Description of the task:
Write each line below back out exactly, omitting its pictures.

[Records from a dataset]
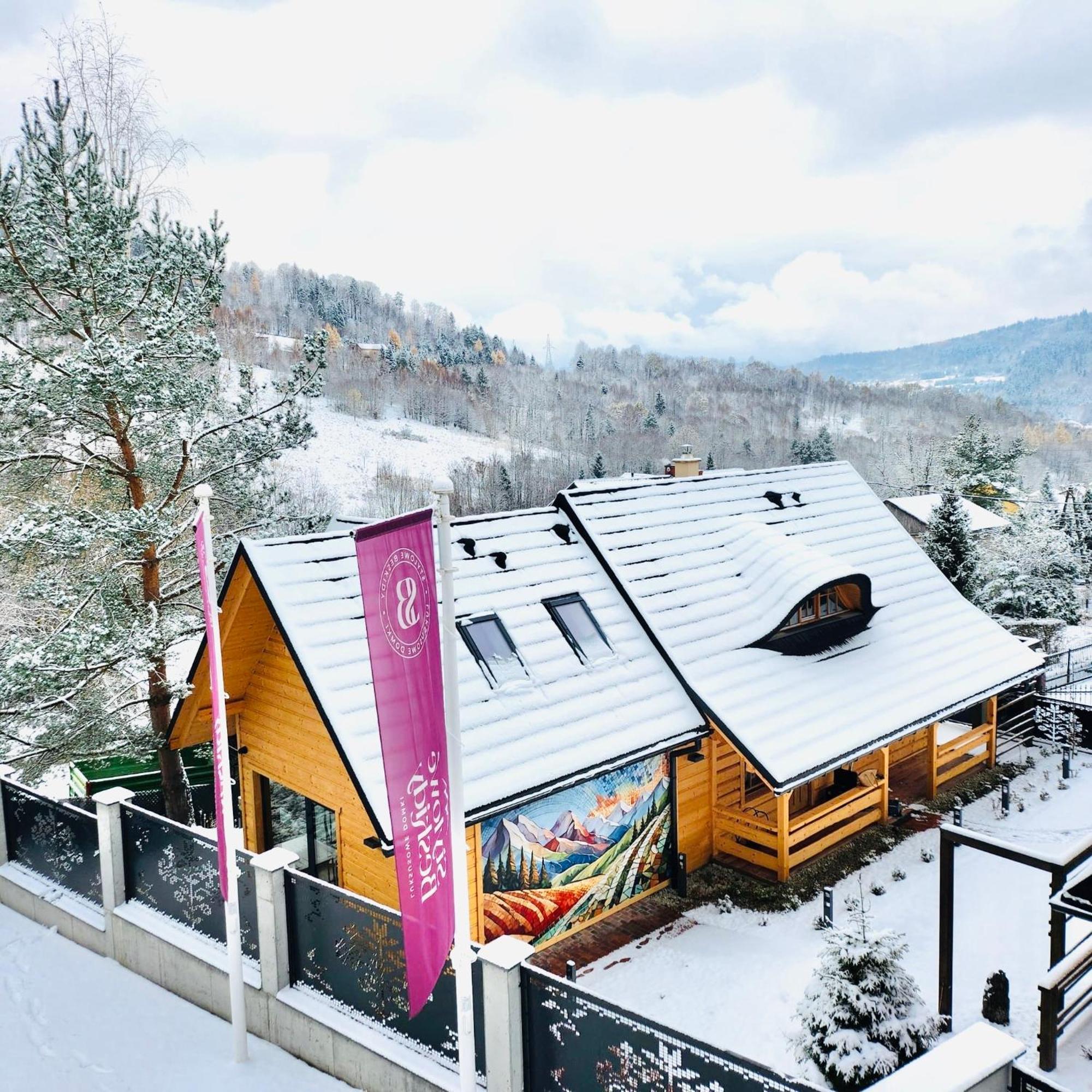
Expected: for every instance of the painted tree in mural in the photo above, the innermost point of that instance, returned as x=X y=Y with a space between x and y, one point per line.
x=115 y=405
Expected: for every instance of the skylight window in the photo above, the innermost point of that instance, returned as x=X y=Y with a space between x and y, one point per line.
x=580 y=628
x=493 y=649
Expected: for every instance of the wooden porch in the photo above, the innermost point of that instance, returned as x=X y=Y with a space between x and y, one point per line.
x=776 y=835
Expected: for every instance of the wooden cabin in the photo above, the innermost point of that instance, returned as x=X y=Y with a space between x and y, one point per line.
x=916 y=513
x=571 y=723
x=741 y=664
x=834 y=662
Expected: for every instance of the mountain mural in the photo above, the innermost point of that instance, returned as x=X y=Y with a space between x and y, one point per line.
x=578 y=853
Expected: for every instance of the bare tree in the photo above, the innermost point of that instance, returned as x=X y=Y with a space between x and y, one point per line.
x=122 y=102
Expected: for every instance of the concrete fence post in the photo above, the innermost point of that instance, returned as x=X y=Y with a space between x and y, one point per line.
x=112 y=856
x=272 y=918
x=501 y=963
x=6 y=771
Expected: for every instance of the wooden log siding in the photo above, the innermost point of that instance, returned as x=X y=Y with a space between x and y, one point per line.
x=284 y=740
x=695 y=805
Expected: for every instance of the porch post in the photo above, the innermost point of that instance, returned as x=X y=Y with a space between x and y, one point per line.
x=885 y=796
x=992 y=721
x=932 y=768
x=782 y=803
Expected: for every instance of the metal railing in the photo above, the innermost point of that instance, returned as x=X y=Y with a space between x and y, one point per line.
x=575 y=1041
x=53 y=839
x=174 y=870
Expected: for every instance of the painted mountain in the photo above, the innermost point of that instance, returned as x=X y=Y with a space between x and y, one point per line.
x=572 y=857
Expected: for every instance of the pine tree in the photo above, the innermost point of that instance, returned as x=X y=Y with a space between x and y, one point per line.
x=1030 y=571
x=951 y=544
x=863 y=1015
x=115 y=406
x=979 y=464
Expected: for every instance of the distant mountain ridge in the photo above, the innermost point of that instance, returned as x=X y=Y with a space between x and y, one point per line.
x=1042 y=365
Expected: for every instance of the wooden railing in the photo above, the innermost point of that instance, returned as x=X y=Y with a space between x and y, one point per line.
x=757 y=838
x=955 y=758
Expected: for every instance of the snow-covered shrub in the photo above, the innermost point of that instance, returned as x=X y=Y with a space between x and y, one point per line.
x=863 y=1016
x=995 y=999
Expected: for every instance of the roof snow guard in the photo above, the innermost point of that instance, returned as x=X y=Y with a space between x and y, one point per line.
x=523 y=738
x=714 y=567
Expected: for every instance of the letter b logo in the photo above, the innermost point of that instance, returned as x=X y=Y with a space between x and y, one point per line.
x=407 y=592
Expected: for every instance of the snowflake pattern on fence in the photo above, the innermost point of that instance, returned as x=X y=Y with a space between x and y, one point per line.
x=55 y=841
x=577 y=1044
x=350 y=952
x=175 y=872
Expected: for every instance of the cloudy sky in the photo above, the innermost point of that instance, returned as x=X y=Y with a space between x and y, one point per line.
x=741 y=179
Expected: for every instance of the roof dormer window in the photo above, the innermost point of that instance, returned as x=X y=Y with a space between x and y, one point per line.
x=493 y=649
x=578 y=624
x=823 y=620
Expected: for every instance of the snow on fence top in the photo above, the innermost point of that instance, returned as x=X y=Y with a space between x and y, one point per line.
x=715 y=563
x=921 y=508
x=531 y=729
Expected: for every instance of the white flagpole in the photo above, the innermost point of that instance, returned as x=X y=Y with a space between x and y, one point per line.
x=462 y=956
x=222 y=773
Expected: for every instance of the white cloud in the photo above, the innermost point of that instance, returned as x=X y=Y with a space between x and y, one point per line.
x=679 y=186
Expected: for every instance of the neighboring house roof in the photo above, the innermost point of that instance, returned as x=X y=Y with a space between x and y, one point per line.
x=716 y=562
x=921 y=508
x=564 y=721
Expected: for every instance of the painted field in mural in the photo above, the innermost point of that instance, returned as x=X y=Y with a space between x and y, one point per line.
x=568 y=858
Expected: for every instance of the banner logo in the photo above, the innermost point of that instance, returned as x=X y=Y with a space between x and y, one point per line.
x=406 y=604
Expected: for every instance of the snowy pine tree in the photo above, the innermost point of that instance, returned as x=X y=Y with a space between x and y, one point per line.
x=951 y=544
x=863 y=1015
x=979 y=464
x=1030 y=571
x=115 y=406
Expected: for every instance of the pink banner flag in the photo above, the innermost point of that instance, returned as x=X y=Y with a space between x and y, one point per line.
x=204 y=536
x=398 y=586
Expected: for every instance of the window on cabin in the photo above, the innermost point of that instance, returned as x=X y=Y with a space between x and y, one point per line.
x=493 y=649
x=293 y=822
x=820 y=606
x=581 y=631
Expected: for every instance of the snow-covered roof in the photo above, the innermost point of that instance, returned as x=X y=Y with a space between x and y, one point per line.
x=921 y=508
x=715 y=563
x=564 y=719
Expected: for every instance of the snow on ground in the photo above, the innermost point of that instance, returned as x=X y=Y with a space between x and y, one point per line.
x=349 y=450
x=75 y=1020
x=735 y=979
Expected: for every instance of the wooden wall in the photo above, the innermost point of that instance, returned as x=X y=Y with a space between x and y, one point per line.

Result of this task:
Expected: for every instance of the painted tree in mural in the photo above, the innermost point of that instance, returned as x=X y=Y with a space between x and y, one point per line.
x=115 y=405
Expected: for every instance of the skylight window in the photo above, the innermost point of that instance, returned as x=X y=Y with a space between x and y, one point per line.
x=580 y=628
x=493 y=649
Expected: for every instance of the wooden porch in the photo above, the innermost point of that instance, returned as x=X y=Y with a space between x and y, one point per line.
x=776 y=835
Expected: for every instance of the wooden cabin in the photo above, the innermost point of that instance, returned as x=X y=Y with a space between x and y, one point per line.
x=916 y=513
x=571 y=723
x=741 y=664
x=834 y=662
Expected: for every instance of the mountain mural in the photo above, the innermost point of that instance, returned as x=X y=Y with a space between x and y, one point per line.
x=578 y=853
Expected: for every instance of the bare tree in the photo above, the innermost point of that instance, returned as x=X y=Y with a space between x and y, one point per line.
x=122 y=102
Expected: for every instance of the concrete fence post in the photo above, the innermost point of that instance, returned as x=X y=Y with a space between x and y, one point per line.
x=112 y=856
x=272 y=918
x=501 y=963
x=6 y=771
Expected: for every instance of the wooden log siding in the photo above, the innermost point of that instance, returned as x=X y=Y with a space between x and y, one point per line.
x=284 y=740
x=695 y=805
Expected: for every instance of the porch post in the photo above, the innermost point of that instance, returned as x=X y=Y with a space between x and y, one point per line.
x=885 y=796
x=992 y=721
x=932 y=768
x=782 y=803
Expected: for every instance of the metal railing in the photo above, the innermost point of that instance, returned as x=X y=Y with a space between x and y, one point per line.
x=575 y=1041
x=53 y=839
x=174 y=870
Expected: for every instance of the painted mountain in the photo above, the innermost point of that instance, returned as x=X y=Y with a space between x and y, one point per line.
x=572 y=857
Expected: for every instance of the pine tree in the photo above, the innermost point of that instance, returned as x=X y=Y with a space between x and y, one point per line.
x=1030 y=571
x=951 y=544
x=863 y=1015
x=115 y=406
x=979 y=464
Expected: for every instance of the distant mountain ridge in the photo above, the innermost point of that instance, returned as x=X y=Y with a space between x and y, one point per line.
x=1042 y=365
Expected: for every instance of the wooden railing in the photo above, the innermost point of that instance, returned as x=X y=Y with a space between x and y, one point per line.
x=757 y=838
x=955 y=758
Expected: for every instance of the snow-covered shrub in the photo above, the innermost point of that instance, returned as x=X y=Y with a space between x and y, one point per line.
x=863 y=1016
x=995 y=999
Expected: for every instance of the roof snow guard in the photo above, the innermost point of that instance, returned as x=X y=Y with a space between x and y, one point per line.
x=523 y=738
x=714 y=567
Expected: for every instance of the letter b logo in the photo above, the innermost point of that instance, returned as x=X y=Y with a space between x and y, one point per line.
x=407 y=592
Expected: for every instance of the snowflake pattern on fence in the photo above, the innermost point of that instance, returned as x=X y=Y with a space between x and y, one point per line.
x=55 y=841
x=577 y=1044
x=350 y=952
x=175 y=872
Expected: for every instance of the cloudy sky in the photo above, the innermost point of that instance, returned as x=X y=Y with a space between x and y, one point per line.
x=741 y=179
Expected: for every instance of the roof dormer window in the photo above, the innermost point of that instance, returned as x=X y=Y with a space between x and y, one point per line.
x=493 y=649
x=578 y=624
x=823 y=620
Expected: for every instance of the snow on fence top in the photo above, the innermost point of that instance, returned as x=X y=Y with a space between x and y, one point per line.
x=715 y=563
x=921 y=508
x=531 y=729
Expected: for every instance of the white flagpole in the photo above, the innermost point of that instance, returned as x=X y=Y with a space between x and y, one point per line.
x=462 y=956
x=222 y=773
Expected: for every instance of the white cloud in the photo above, the innermost point of that instance, returned as x=X y=Y with a space between x and y, one point per line.
x=679 y=186
Expected: for every instance of the neighboring house roof in the photo above, the innermost point of that instance, returned as x=X y=Y with a space between x and y, one point per line.
x=716 y=562
x=921 y=508
x=564 y=721
Expected: for every instance of the painted field in mural in the photo above, the innermost point of that instance, returned as x=X y=Y with a space between x and y, one point per line.
x=568 y=858
Expected: for every instance of the banner logo in the photo above, the innermost point of that instance, returned as x=X y=Y with a space between x and y, one point per line.
x=406 y=604
Expected: for every instance of the snowy pine tree in the photo above, the innermost point of that instance, returned as x=X y=Y with a space between x and y, one point per line.
x=951 y=544
x=863 y=1015
x=979 y=464
x=1030 y=571
x=115 y=406
Expected: for every instance of the pink banner flag in the photo above, the innermost point of that instance, returned as x=X y=Y with a space between x and y, one point per line.
x=204 y=536
x=398 y=586
Expected: for every instance of the window on cabin in the photo above, the innermost point of that instance, returned as x=X y=Y with a space between x and y, one point per line.
x=493 y=649
x=293 y=822
x=820 y=606
x=581 y=631
Expected: for every instance of the snow-covered roof in the photo above, the innermost point of that instance, returned as x=X y=Y with a space between x and y, one point per line.
x=921 y=508
x=715 y=563
x=564 y=719
Expected: for every instance of the snow on ground in the photo above, the innermost point of that instance, returned as x=X y=Y with a space between x and y, one point per line.
x=349 y=450
x=75 y=1020
x=735 y=979
Expected: for every instance of the wooden wall in the photo above, the innermost point of that instance, returned as x=X y=Y with a space between x and y, one point per line.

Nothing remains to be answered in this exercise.